Instructions for the task:
Set out every one of the records below as a numbered list, omitting any blank lines.

Records for the exercise:
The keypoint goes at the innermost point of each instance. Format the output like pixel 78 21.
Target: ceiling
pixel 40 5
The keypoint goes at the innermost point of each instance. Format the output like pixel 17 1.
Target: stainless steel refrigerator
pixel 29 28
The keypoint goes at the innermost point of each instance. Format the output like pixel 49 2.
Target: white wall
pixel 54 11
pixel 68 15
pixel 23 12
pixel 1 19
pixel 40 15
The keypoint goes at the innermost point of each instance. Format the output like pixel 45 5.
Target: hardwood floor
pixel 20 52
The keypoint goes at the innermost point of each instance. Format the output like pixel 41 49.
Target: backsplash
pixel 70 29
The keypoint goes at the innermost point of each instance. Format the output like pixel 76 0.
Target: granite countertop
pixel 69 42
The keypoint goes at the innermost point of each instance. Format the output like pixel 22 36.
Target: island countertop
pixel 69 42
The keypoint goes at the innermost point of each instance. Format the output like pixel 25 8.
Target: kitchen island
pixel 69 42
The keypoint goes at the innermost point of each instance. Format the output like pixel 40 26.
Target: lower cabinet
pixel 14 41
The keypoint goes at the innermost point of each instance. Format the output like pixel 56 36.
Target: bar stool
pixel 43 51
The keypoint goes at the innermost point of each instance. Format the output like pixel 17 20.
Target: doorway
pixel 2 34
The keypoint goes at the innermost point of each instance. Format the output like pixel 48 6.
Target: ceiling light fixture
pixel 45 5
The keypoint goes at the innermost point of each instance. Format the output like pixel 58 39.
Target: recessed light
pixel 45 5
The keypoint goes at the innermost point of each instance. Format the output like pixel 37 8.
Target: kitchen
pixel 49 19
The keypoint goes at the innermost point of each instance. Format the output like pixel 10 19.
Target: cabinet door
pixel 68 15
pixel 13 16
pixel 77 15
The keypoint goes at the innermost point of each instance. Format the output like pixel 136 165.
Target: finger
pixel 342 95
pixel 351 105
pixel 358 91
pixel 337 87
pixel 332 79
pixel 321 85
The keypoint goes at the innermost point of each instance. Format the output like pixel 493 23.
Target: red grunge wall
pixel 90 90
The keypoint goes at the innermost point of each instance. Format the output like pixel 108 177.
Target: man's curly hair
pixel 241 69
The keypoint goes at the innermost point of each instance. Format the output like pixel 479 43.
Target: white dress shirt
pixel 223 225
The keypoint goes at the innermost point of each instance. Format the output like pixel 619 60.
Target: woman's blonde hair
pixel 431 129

Exercise result:
1. The keypoint goes at the innermost point of each instance. Format the output like pixel 78 21.
2. Target: ceiling
3. pixel 40 5
4. The keypoint goes at the innermost point of each instance. Format the output like pixel 17 1.
5. Target: stainless steel refrigerator
6. pixel 29 28
7. The keypoint goes at the innermost point of each instance. Format the output like pixel 49 2.
8. Target: white wall
9. pixel 54 11
10. pixel 68 15
11. pixel 23 12
12. pixel 1 19
13. pixel 40 15
14. The keypoint goes at the innermost point of each instance. Format the output like pixel 45 5.
15. Target: hardwood floor
16. pixel 20 52
17. The keypoint goes at the innermost point of each instance. Format the output like pixel 41 49.
18. Target: backsplash
19. pixel 70 29
20. The keypoint goes at the innermost point of each instance. Format the output like pixel 76 0.
21. Target: granite countertop
22. pixel 69 42
23. The keypoint goes at the innermost point of each instance. Format the output like pixel 22 36.
24. Target: island countertop
25. pixel 69 42
26. The keypoint goes at the innermost point of each instance. Format the output like pixel 25 8.
27. Target: kitchen island
28. pixel 69 42
29. The keypoint goes at the innermost point of each instance. Format the output like pixel 40 26.
30. Target: lower cabinet
31. pixel 14 41
32. The keypoint goes at the innermost point of each instance. Format the output like pixel 56 36.
33. Target: bar stool
34. pixel 43 51
35. The keypoint goes at the innermost point of each instance. Format the output like pixel 17 20.
36. Target: doorway
37. pixel 2 34
38. The keypoint goes at the innermost point of each instance. Format the output like pixel 48 6.
39. Target: ceiling light fixture
40. pixel 45 5
41. The keypoint goes at the innermost point of each instance. Format the output like pixel 58 39.
42. Target: recessed light
43. pixel 45 5
44. The keypoint goes at the innermost point of each instance. Format the output like pixel 37 8.
45. Target: kitchen
46. pixel 49 19
47. The keypoint goes at the innermost point of each instance. Format the output like pixel 10 19.
48. Target: cabinet door
49. pixel 68 15
50. pixel 13 16
51. pixel 77 15
52. The keypoint goes at the innermost point of each instance. Format the output like pixel 136 165.
53. Target: finger
54. pixel 342 95
55. pixel 351 105
56. pixel 358 91
57. pixel 337 87
58. pixel 332 79
59. pixel 321 85
60. The keypoint goes at the innermost point of each instance. Format the output like pixel 493 23.
61. Target: red grunge wall
62. pixel 90 90
63. The keypoint goes at the innermost point of each instance. Format the output like pixel 108 177.
64. Target: man's curly hair
65. pixel 241 69
66. The keypoint goes at the innermost point of each instance. Format the output like pixel 479 43.
67. Target: white dress shirt
68. pixel 223 225
69. The keypoint goes at the innermost point of each instance. Format the output like pixel 619 60.
70. Target: woman's blonde hair
71. pixel 431 129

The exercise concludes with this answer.